- Task directions:
Reproduce the items below, starting at the line containing "Detect reed. Return" and ending at the line containing "left=514, top=220, right=546, bottom=292", substituting "marsh vegetation" for "marsh grass" and leaving everything else unchanged.

- Data records:
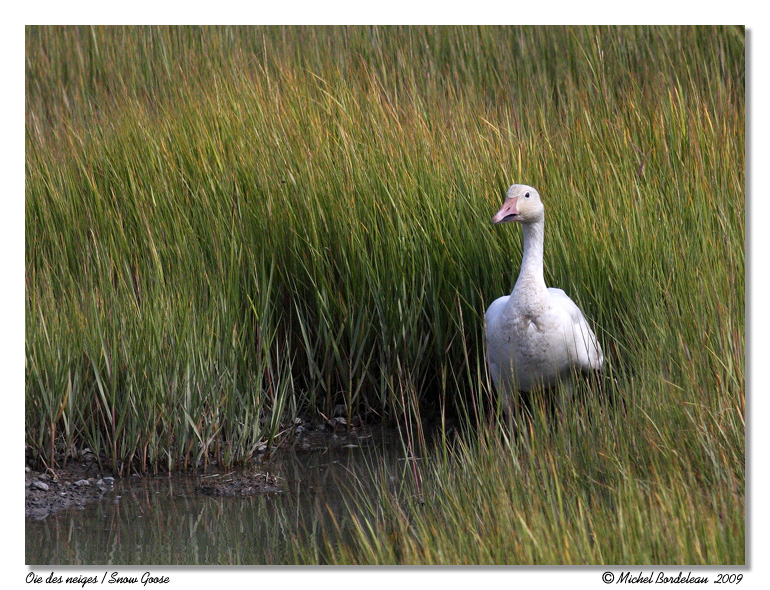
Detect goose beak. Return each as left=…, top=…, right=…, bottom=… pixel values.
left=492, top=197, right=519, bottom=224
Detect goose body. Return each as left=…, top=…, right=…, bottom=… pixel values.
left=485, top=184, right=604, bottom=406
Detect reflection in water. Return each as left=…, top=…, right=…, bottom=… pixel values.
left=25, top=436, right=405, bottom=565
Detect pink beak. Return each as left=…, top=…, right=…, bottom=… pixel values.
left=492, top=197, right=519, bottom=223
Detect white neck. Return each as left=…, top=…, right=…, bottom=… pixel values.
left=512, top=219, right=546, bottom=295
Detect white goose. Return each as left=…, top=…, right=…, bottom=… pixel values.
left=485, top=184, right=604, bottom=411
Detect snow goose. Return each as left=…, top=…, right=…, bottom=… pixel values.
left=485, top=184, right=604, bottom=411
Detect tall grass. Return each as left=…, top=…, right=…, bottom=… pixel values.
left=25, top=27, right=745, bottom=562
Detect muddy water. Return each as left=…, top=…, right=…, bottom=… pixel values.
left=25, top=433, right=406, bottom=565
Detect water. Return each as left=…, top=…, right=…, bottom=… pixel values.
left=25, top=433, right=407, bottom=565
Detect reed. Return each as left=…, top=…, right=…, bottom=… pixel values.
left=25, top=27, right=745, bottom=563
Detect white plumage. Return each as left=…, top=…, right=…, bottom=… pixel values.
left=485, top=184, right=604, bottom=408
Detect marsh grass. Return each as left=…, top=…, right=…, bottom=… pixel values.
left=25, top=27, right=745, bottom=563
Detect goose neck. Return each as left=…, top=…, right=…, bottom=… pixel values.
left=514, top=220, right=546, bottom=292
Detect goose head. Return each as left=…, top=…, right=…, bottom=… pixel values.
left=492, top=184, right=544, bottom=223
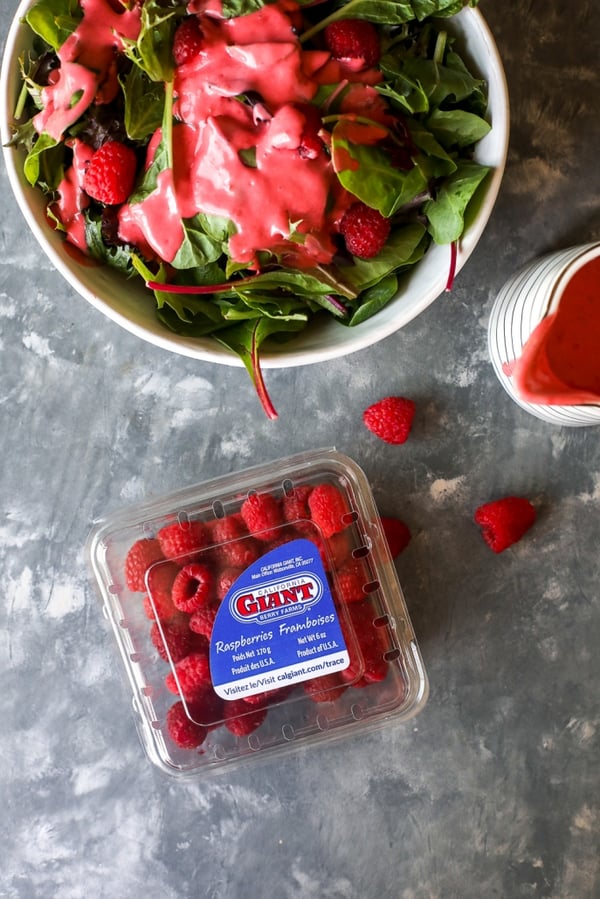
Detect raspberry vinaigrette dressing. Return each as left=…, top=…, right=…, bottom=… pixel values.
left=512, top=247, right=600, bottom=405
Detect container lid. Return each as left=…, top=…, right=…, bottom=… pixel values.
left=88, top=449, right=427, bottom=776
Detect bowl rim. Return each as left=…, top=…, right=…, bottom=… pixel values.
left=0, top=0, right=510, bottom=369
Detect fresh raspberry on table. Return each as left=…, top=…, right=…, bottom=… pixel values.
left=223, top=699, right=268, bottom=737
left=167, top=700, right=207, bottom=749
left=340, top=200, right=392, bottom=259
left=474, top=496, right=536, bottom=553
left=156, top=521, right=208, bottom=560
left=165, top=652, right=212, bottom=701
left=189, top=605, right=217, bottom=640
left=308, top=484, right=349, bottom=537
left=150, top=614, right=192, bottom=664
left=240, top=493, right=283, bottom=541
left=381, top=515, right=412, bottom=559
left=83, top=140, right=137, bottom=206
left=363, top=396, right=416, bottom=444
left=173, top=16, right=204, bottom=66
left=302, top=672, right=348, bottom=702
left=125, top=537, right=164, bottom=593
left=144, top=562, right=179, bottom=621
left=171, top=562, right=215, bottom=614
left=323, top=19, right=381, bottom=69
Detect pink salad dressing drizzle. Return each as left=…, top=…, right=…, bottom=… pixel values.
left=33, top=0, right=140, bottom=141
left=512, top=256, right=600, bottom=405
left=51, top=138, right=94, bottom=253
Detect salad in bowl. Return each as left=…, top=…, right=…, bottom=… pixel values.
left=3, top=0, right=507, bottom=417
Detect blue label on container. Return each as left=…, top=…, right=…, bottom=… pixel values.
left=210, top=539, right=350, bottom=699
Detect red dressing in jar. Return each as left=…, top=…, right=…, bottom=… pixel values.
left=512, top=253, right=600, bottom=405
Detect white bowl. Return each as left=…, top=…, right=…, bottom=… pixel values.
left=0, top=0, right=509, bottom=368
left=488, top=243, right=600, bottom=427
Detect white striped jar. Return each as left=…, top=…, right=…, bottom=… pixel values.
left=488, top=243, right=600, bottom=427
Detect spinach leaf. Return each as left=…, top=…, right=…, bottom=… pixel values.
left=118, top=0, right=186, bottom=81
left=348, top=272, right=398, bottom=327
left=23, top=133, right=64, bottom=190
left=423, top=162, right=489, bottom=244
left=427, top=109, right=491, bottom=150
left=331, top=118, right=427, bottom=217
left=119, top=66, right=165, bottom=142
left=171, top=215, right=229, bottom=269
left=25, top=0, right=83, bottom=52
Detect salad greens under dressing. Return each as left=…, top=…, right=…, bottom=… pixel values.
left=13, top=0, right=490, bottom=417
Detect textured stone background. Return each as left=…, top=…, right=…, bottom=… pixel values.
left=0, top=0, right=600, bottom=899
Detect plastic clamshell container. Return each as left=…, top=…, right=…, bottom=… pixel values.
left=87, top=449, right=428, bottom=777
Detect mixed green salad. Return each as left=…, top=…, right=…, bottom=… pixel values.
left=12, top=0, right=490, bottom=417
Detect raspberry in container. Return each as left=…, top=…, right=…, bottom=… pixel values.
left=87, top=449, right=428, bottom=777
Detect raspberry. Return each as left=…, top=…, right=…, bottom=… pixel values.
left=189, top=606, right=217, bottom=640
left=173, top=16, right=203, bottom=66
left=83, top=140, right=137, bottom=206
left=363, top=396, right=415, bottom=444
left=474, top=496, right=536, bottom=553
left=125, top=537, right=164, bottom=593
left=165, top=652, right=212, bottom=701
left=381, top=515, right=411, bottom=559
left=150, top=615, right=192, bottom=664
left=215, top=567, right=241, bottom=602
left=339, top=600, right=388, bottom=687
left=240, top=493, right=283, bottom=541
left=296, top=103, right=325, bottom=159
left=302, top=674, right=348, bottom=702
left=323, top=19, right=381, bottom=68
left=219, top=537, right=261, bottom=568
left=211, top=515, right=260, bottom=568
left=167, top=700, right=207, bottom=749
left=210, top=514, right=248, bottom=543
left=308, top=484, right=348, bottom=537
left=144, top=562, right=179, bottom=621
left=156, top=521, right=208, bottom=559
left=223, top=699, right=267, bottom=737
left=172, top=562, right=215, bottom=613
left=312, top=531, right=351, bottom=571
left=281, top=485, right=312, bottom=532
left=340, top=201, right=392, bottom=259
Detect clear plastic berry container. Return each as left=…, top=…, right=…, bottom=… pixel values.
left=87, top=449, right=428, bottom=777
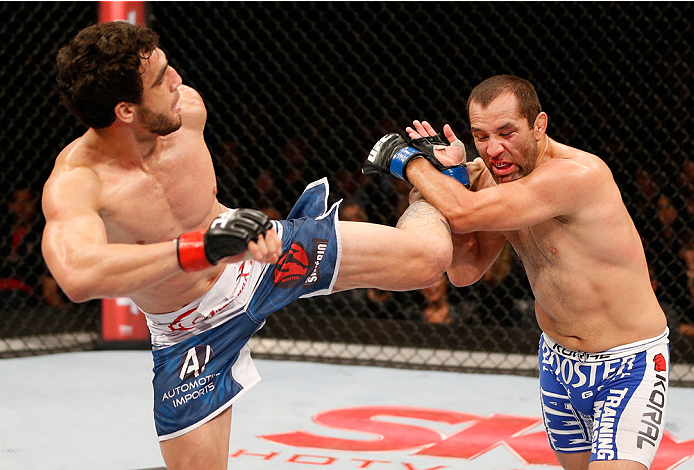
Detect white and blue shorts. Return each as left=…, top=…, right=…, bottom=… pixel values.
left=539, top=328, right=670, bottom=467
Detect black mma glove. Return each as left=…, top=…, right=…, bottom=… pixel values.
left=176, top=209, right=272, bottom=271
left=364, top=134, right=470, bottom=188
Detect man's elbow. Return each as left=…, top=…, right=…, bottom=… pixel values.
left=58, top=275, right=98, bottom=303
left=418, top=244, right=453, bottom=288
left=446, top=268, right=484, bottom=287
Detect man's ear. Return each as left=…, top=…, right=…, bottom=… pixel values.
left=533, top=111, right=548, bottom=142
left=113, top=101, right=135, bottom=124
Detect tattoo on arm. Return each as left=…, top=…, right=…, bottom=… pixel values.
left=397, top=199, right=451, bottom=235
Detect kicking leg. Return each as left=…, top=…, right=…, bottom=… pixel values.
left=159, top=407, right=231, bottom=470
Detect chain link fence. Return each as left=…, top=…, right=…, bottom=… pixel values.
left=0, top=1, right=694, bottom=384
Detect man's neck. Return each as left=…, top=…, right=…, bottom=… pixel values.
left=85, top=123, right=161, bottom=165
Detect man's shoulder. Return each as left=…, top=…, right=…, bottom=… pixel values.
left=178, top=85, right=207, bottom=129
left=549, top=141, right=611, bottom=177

- Task solution:
Detect reed. Return each as left=…, top=…, right=…, bottom=… pixel values.
left=25, top=27, right=745, bottom=563
Detect white plumage. Return each as left=…, top=…, right=…, bottom=… pixel values.
left=485, top=184, right=604, bottom=408
Detect marsh vegetation. Return each as left=…, top=…, right=…, bottom=… pixel values.
left=25, top=27, right=745, bottom=563
Detect goose neck. Return each as left=…, top=…, right=…, bottom=… pixel values.
left=514, top=220, right=546, bottom=292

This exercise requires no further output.